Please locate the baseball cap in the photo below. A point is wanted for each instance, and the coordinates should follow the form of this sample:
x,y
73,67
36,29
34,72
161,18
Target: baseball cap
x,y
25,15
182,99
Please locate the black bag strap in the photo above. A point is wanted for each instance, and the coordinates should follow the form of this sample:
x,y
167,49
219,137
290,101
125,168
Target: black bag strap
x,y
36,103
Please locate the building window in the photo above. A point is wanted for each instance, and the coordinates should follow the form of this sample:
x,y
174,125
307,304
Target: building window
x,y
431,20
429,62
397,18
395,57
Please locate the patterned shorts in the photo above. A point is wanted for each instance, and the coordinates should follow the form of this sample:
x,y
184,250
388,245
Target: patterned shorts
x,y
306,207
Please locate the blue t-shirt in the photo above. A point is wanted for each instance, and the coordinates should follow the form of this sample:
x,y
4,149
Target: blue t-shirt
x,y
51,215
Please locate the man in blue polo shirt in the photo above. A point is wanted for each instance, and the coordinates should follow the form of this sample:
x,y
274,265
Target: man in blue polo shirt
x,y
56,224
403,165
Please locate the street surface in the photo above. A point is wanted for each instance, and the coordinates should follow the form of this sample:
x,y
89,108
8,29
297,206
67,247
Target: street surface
------------------------
For every line above with the word "street" in it, make a copy.

Please locate the street surface in the photo above. A point is wanted for each instance, and the coordinates should follow the form of this sample:
Target: street surface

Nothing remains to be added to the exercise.